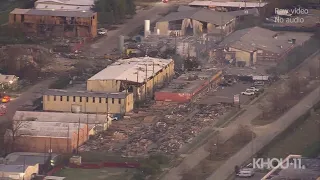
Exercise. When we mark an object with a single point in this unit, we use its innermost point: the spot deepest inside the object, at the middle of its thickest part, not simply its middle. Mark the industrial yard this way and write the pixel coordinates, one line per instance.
(169, 90)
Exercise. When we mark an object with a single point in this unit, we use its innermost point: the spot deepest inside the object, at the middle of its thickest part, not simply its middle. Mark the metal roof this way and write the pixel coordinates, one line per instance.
(133, 69)
(7, 78)
(228, 4)
(62, 7)
(185, 8)
(61, 92)
(12, 168)
(59, 117)
(255, 38)
(28, 158)
(48, 129)
(253, 11)
(38, 12)
(67, 2)
(205, 15)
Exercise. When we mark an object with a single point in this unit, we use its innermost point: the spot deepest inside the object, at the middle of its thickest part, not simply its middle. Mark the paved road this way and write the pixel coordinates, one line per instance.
(264, 138)
(252, 111)
(110, 42)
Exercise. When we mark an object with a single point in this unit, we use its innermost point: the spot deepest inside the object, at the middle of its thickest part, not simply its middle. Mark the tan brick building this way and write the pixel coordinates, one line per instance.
(87, 102)
(137, 75)
(55, 137)
(56, 22)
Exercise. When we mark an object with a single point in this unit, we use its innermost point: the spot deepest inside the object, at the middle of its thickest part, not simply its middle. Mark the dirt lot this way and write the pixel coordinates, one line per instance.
(219, 152)
(297, 140)
(225, 94)
(96, 174)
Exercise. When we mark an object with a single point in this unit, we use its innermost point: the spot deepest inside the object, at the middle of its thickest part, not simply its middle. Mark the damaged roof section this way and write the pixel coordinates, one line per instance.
(59, 117)
(252, 39)
(60, 92)
(133, 69)
(48, 129)
(59, 13)
(204, 15)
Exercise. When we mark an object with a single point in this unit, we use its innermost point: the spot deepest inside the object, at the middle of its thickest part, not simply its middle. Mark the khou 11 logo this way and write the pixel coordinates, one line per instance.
(271, 163)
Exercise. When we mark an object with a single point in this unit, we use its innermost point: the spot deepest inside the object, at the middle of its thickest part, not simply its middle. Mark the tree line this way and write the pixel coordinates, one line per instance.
(114, 11)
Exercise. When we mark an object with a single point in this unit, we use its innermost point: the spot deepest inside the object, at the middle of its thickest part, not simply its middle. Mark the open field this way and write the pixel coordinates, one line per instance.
(96, 174)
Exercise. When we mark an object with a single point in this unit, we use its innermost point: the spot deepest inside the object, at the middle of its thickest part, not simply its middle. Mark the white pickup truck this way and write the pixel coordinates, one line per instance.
(248, 92)
(253, 89)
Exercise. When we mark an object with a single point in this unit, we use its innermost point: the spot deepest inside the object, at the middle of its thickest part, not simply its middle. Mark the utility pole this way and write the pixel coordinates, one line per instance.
(145, 87)
(87, 127)
(152, 78)
(68, 136)
(45, 152)
(252, 138)
(78, 137)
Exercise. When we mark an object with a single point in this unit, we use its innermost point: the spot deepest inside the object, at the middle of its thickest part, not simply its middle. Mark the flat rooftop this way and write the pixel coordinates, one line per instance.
(59, 117)
(12, 168)
(312, 171)
(133, 69)
(228, 4)
(59, 13)
(48, 129)
(28, 158)
(60, 92)
(189, 82)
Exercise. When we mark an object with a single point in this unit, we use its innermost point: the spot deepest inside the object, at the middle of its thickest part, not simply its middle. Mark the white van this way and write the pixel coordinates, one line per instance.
(246, 172)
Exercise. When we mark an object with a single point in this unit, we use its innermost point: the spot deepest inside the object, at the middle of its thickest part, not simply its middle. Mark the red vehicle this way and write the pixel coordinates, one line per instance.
(3, 109)
(5, 99)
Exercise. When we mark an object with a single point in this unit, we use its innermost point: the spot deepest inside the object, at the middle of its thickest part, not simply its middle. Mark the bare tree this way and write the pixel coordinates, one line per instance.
(294, 85)
(213, 146)
(244, 133)
(12, 133)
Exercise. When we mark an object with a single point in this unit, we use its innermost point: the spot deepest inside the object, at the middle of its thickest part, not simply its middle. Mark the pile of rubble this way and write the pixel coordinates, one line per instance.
(168, 134)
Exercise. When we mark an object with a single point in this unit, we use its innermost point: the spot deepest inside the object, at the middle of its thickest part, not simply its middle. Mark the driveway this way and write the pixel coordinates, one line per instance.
(26, 97)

▶ **TASK REQUIREMENTS**:
Please copy out every line of the material above word for word, leaving out the pictures.

▶ **RESPONSE TO THIS TASK**:
Exercise. When we mark an object with a single point in this unit, we use its innermost point: the spot deepest inside the object, at the middle of its thickest part, not simply its middle. Mark the industrial yard this way and write the pixel coordinates, one line per instance.
(169, 90)
Exercise. When we mark an object with a single point in this unit, we use its innermost point: the spot deepest inside the object, at the middle of its thickest part, not simply its middle. Mark the metal roof this way and write the pixel coordinates, one line per instance.
(133, 69)
(7, 78)
(228, 4)
(62, 7)
(185, 8)
(61, 92)
(12, 168)
(59, 117)
(255, 38)
(28, 158)
(48, 129)
(253, 11)
(38, 12)
(67, 2)
(205, 15)
Exercise. When we mark an object with a single point in this unit, we use its innermost point: the spot deepest inside the object, at the middle of its thickest part, not simply its middle. Mark the paved road this way and write the pixel coordinates, one line per instance.
(264, 138)
(252, 111)
(110, 42)
Exercise. When we mark an object with a single point in this unit, we use its innermost point: the spot deepest inside the object, at the middle of its thickest part, not simply its middle. Mark the tan brick building this way and write the pixel coordinates, one line per instance.
(87, 102)
(137, 75)
(55, 137)
(56, 22)
Exercise. When we mark an object with a single point in this unit, we use its innermost point: the spot deepest inside the object, at the middle of its thickest part, not simply its middle. Mark the dirt lot this way and write the pixel coordinates, one line per instance.
(219, 152)
(297, 140)
(225, 94)
(96, 174)
Exercise. When we mark an object with a single point in this unit, we use its innermost point: the spot deepest inside the object, at the middle of its thickest part, not simply its middle. Mark the damaged roof section this way and write the pixel coordinates, one line per instance.
(59, 117)
(252, 39)
(60, 92)
(133, 69)
(48, 129)
(59, 13)
(204, 15)
Exercise. When we mark an object with a single point in this unit, we use its innermost point: the spot deepest inside the object, at the middle of its thickest part, not simply its middle. Mark the khou 11 logo this way and write the pixel coordinates, one line per instance.
(271, 163)
Exercise. When we mark an object with a single point in this unit, we use its innermost point: the spot deepest inside the object, at the middle of its thickest part, not simply its middle. Mark the tree line this way and write the pixel coordinates, one line per instance.
(114, 11)
Exercise. When we mark an object with a single point in this unit, we use its innermost point: the spot deepest inside the object, at the middle of its thickest part, not simply its middle. Mark the open field this way and write the pixel coordinates, one line per instance.
(96, 174)
Exercise. When we mark an object with a single point in this unit, we use its innermost point: the spot deepest inside the object, at the middle of its thickest part, not simply its middle. Mark the white pickup truck this way and write the pixel coordinates, one line per instance.
(248, 92)
(253, 89)
Exercise. When we mark an object with a single point in this unit, we use its innermost point: the spot deepest inside the object, at the middle of its thickest part, not simply its middle. Mark the utility pole this way and write the pixel coordinates, one line per instance.
(145, 87)
(87, 127)
(152, 78)
(68, 136)
(45, 152)
(252, 138)
(78, 137)
Exercise. When we mark an object with a single point in this unit, we use its innermost point: the spot deepest inside the object, at the middle of its thickest part, not simply its middle. Mark the flat rooftop this way and write the pixel coordinates, one line per instance.
(59, 117)
(12, 168)
(312, 171)
(133, 69)
(228, 4)
(59, 13)
(48, 129)
(28, 158)
(60, 92)
(189, 82)
Exercise. When we mark an object with a single point in this unit, we use its innermost point: the spot deepest inside the object, at the middle of its thickest part, not simply its middle. Mark the white van this way and write the pixel coordinates, one line per instance.
(246, 172)
Exercise. When we mark an object with a single point in this unit, we use its innermost point: the spot deepest inside the object, at the middle of its thickest part, not simply its middle. Mark the red vehicle this way and write the pixel coordinates, one line per instance.
(3, 109)
(5, 99)
Exercise. When we mark an object with a single point in this unit, we use its innermost point: the spot deepest inside the object, at the middle of its thickest part, not simply its middle. Mark the bare tree this way and write the pixel coordinates, one line per instance.
(294, 85)
(213, 146)
(244, 133)
(12, 133)
Exercise. When we mark an object with a single point in this unit, we use its innermost point: the spot deepest inside the object, at the middle of its thickest part, not simply its middle. Mark the pile of rubble this way and write the pixel coordinates, one line per instance.
(168, 134)
Exercise. When we mark an object with a single point in this unit, we use its innermost point: the spot deepest inside the object, at the middle of its thickest part, not simply its middle. Mark the driveway this way and write the pixel coordinates, one line per instance.
(26, 97)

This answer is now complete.